(What the exercise asks) Extract every line of the records below and reproduce each one verbatim, with no changes.

(Input material)

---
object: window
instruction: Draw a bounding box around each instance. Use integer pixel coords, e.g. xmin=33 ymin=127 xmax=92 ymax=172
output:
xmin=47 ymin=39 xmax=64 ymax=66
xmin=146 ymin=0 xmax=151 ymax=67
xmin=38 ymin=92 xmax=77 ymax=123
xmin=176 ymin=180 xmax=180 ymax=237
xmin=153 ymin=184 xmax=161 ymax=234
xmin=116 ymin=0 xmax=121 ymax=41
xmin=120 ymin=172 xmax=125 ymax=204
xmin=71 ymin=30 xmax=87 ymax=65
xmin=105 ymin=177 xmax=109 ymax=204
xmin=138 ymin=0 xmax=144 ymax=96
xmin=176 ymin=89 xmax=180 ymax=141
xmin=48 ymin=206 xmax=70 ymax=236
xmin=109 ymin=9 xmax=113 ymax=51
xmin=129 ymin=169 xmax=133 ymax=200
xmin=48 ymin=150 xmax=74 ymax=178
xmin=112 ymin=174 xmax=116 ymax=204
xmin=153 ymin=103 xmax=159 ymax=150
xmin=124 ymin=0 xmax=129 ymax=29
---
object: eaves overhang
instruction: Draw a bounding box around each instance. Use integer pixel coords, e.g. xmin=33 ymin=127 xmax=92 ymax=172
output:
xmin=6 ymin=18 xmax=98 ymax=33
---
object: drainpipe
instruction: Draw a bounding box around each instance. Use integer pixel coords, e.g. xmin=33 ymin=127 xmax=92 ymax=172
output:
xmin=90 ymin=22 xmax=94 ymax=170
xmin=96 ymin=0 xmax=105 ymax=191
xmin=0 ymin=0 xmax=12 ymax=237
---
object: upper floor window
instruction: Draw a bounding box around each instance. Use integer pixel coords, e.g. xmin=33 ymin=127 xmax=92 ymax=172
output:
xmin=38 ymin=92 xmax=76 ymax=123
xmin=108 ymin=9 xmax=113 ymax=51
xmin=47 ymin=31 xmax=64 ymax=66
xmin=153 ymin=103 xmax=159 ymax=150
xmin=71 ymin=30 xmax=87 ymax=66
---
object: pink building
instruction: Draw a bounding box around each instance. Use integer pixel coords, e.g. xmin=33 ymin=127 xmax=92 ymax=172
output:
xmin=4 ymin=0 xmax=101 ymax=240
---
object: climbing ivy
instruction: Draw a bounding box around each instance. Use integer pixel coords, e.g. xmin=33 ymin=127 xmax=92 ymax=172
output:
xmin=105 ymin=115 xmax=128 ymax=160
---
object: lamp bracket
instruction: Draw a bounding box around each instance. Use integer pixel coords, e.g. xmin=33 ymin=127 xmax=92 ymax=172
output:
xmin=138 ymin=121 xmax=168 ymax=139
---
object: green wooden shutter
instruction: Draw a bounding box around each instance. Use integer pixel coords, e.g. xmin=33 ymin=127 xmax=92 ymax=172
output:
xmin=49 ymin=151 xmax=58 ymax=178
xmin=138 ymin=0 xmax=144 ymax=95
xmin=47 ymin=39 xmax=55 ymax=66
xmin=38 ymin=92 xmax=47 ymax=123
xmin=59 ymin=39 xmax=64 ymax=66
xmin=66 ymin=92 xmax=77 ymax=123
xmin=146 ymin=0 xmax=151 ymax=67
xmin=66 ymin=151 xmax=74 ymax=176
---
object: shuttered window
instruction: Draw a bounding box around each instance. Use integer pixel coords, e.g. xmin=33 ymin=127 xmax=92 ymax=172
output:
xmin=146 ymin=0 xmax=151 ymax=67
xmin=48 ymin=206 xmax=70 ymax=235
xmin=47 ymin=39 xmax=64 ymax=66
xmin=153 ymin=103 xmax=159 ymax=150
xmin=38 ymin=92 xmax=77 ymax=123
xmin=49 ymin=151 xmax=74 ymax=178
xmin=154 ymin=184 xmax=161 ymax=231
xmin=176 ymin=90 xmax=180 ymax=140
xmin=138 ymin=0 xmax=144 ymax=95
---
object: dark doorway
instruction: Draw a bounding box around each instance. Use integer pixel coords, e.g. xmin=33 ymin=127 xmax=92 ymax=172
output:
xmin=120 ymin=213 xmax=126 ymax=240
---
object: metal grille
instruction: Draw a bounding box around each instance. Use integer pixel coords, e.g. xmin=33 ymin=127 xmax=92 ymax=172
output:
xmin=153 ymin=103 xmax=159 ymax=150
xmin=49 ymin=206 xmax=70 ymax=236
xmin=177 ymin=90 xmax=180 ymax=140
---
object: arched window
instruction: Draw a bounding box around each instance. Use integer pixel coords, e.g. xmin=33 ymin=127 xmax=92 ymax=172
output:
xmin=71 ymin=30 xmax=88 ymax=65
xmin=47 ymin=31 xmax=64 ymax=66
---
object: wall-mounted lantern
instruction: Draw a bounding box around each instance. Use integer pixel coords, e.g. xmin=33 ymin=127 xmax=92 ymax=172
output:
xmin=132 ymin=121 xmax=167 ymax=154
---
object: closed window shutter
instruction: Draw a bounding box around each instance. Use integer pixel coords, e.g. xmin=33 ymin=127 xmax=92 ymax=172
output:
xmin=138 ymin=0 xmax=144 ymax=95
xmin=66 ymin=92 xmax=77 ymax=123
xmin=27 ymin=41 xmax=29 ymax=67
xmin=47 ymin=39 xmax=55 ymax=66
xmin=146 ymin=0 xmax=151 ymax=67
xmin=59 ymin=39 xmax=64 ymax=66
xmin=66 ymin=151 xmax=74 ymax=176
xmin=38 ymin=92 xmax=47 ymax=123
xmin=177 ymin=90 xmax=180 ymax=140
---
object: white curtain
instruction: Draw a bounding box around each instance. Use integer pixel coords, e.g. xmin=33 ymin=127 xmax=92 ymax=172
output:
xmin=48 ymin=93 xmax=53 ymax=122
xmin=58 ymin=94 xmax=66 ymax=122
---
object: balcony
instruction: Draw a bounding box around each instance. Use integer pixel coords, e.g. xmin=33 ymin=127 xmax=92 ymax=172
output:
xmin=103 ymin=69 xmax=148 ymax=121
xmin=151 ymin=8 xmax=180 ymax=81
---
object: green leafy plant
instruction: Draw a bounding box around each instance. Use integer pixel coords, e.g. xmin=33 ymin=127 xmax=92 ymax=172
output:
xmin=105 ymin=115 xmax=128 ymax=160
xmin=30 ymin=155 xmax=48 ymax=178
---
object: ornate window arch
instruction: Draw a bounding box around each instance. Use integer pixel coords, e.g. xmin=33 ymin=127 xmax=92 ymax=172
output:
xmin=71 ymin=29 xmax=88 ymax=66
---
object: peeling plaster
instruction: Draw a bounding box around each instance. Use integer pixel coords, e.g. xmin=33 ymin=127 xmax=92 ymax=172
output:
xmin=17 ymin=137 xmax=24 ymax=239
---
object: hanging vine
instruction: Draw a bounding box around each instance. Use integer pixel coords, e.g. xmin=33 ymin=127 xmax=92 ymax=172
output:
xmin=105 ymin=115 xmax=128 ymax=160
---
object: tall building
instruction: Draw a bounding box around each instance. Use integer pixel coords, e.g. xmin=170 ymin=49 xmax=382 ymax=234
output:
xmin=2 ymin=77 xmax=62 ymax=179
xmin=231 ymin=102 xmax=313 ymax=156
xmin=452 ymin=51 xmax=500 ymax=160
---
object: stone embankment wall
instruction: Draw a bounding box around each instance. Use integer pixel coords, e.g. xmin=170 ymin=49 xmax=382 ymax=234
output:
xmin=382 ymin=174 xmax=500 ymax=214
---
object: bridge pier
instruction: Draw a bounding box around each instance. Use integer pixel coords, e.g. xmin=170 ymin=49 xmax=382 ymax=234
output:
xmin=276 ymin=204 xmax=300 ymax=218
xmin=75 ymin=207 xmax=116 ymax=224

(Written answer)
---
object: window
instruction: Draw a bounding box around each instance. Use integer pixel coords, e.g. xmin=33 ymin=127 xmax=92 ymax=172
output:
xmin=47 ymin=39 xmax=64 ymax=66
xmin=146 ymin=0 xmax=151 ymax=67
xmin=38 ymin=92 xmax=77 ymax=123
xmin=176 ymin=180 xmax=180 ymax=237
xmin=153 ymin=184 xmax=161 ymax=234
xmin=116 ymin=0 xmax=121 ymax=41
xmin=120 ymin=172 xmax=125 ymax=204
xmin=71 ymin=30 xmax=87 ymax=65
xmin=105 ymin=177 xmax=109 ymax=204
xmin=138 ymin=0 xmax=144 ymax=96
xmin=176 ymin=89 xmax=180 ymax=141
xmin=48 ymin=206 xmax=70 ymax=236
xmin=109 ymin=9 xmax=113 ymax=51
xmin=129 ymin=169 xmax=133 ymax=200
xmin=48 ymin=150 xmax=74 ymax=178
xmin=112 ymin=174 xmax=116 ymax=204
xmin=153 ymin=103 xmax=159 ymax=150
xmin=124 ymin=0 xmax=129 ymax=29
---
object: eaves overhang
instruction: Draw a bounding box around each instance. Use integer pixel coords, e.g. xmin=33 ymin=127 xmax=92 ymax=172
output:
xmin=6 ymin=18 xmax=98 ymax=33
---
object: drainpipe
instruction: Draw a bounding box around each instance. Use integer pixel coords, e.g. xmin=33 ymin=127 xmax=92 ymax=172
output:
xmin=90 ymin=22 xmax=94 ymax=170
xmin=96 ymin=0 xmax=105 ymax=191
xmin=0 ymin=0 xmax=12 ymax=237
---
object: upper floor window
instruction: Draw a bounding box around each instance. Use integer pixel coords, e.g. xmin=33 ymin=127 xmax=92 ymax=172
output:
xmin=38 ymin=92 xmax=76 ymax=123
xmin=108 ymin=9 xmax=113 ymax=51
xmin=47 ymin=31 xmax=64 ymax=66
xmin=153 ymin=103 xmax=159 ymax=150
xmin=71 ymin=30 xmax=87 ymax=66
---
object: pink building
instruction: Draw a bounding box around each instance. Use integer pixel coords, e.g. xmin=33 ymin=127 xmax=92 ymax=172
output:
xmin=4 ymin=0 xmax=101 ymax=240
---
object: climbing ivy
instruction: Draw a bounding box around each instance. Use integer pixel coords, e.g. xmin=33 ymin=127 xmax=92 ymax=172
output:
xmin=105 ymin=115 xmax=128 ymax=160
---
object: lamp bracket
instruction: Draw a bounding box around each instance. Use integer pixel coords, e.g. xmin=33 ymin=127 xmax=92 ymax=172
output:
xmin=138 ymin=121 xmax=168 ymax=139
---
object: green wooden shutter
instruction: Draw a bounding box around each instance. Use integer pixel coords, e.g. xmin=33 ymin=127 xmax=92 ymax=172
output:
xmin=49 ymin=151 xmax=58 ymax=178
xmin=138 ymin=0 xmax=144 ymax=95
xmin=47 ymin=39 xmax=55 ymax=66
xmin=38 ymin=92 xmax=47 ymax=123
xmin=59 ymin=39 xmax=64 ymax=66
xmin=66 ymin=92 xmax=77 ymax=123
xmin=146 ymin=0 xmax=151 ymax=67
xmin=66 ymin=151 xmax=74 ymax=176
---
object: shuttered window
instruction: Draw a bounding box around each instance. Use integer pixel coords, e.g. xmin=33 ymin=127 xmax=92 ymax=172
output:
xmin=146 ymin=0 xmax=151 ymax=67
xmin=48 ymin=206 xmax=70 ymax=235
xmin=47 ymin=39 xmax=64 ymax=66
xmin=153 ymin=103 xmax=159 ymax=150
xmin=38 ymin=92 xmax=77 ymax=123
xmin=49 ymin=151 xmax=74 ymax=178
xmin=154 ymin=184 xmax=161 ymax=231
xmin=176 ymin=90 xmax=180 ymax=140
xmin=138 ymin=0 xmax=144 ymax=95
---
object: dark doorway
instruction: Draw a bounding box around each instance. Use integer pixel coords, e.g. xmin=33 ymin=127 xmax=92 ymax=172
output:
xmin=120 ymin=213 xmax=126 ymax=240
---
object: metal grille
instruction: Draw a bounding box around each instance. Use integer pixel coords, e.g. xmin=33 ymin=127 xmax=92 ymax=172
output:
xmin=153 ymin=103 xmax=159 ymax=150
xmin=49 ymin=206 xmax=70 ymax=236
xmin=177 ymin=90 xmax=180 ymax=140
---
object: arched window
instruction: Draw a bounding box around each instance. Use integer pixel coords, e.g. xmin=33 ymin=127 xmax=92 ymax=172
output:
xmin=71 ymin=30 xmax=88 ymax=65
xmin=47 ymin=31 xmax=64 ymax=66
---
object: wall-mounted lantern
instruction: Draw a bounding box around each instance. Use integer pixel coords, e.g. xmin=33 ymin=127 xmax=92 ymax=172
output:
xmin=132 ymin=121 xmax=167 ymax=154
---
object: closed window shutter
instruction: Draw a bounding box around each instance. Use integer pixel coords, e.g. xmin=33 ymin=127 xmax=92 ymax=172
output:
xmin=138 ymin=0 xmax=144 ymax=95
xmin=66 ymin=92 xmax=77 ymax=123
xmin=27 ymin=41 xmax=29 ymax=67
xmin=47 ymin=39 xmax=55 ymax=66
xmin=146 ymin=0 xmax=151 ymax=67
xmin=59 ymin=39 xmax=64 ymax=66
xmin=66 ymin=151 xmax=74 ymax=176
xmin=38 ymin=92 xmax=47 ymax=123
xmin=177 ymin=90 xmax=180 ymax=140
---
object: white curtain
instruction: Draw a bounding box around each instance. Use integer pixel coords, e.g. xmin=33 ymin=127 xmax=92 ymax=172
output:
xmin=48 ymin=93 xmax=53 ymax=122
xmin=58 ymin=94 xmax=66 ymax=122
---
object: balcony
instruction: Draw a bounding box around each instance. Use integer pixel coords, e.g. xmin=33 ymin=127 xmax=92 ymax=172
output:
xmin=103 ymin=69 xmax=148 ymax=121
xmin=151 ymin=8 xmax=180 ymax=81
---
object: green leafy plant
instruction: Draw a bounding box around each instance. Use integer pixel coords, e.g. xmin=33 ymin=127 xmax=92 ymax=172
output:
xmin=105 ymin=115 xmax=128 ymax=160
xmin=30 ymin=155 xmax=48 ymax=178
---
object: ornate window arch
instruction: Draw a bounding box around each instance. Use integer pixel coords, e.g. xmin=33 ymin=127 xmax=92 ymax=172
output:
xmin=71 ymin=29 xmax=88 ymax=66
---
object: peeling plaster
instruction: Draw a bounding box around each instance. Use integer pixel coords, e.g. xmin=33 ymin=127 xmax=92 ymax=172
output:
xmin=17 ymin=137 xmax=24 ymax=239
---
object: hanging vine
instruction: Draw a bounding box around each instance. Use integer pixel coords, e.g. xmin=33 ymin=127 xmax=92 ymax=172
output:
xmin=105 ymin=115 xmax=128 ymax=160
---
object: tall building
instruction: Draw a bounding box around each instance. Use integer pixel coords, e.g. xmin=170 ymin=49 xmax=382 ymax=234
output:
xmin=2 ymin=77 xmax=62 ymax=179
xmin=231 ymin=102 xmax=313 ymax=156
xmin=452 ymin=51 xmax=500 ymax=160
---
object: stone embankment wall
instruction: Draw a bounding box around each instance. Use integer pixel coords, e.g. xmin=170 ymin=49 xmax=382 ymax=234
output:
xmin=382 ymin=174 xmax=500 ymax=214
---
object: bridge pier
instruction: Draw a bounding box around each instance. Use integer pixel coords, e.g. xmin=170 ymin=49 xmax=382 ymax=234
output:
xmin=276 ymin=204 xmax=300 ymax=218
xmin=75 ymin=207 xmax=116 ymax=224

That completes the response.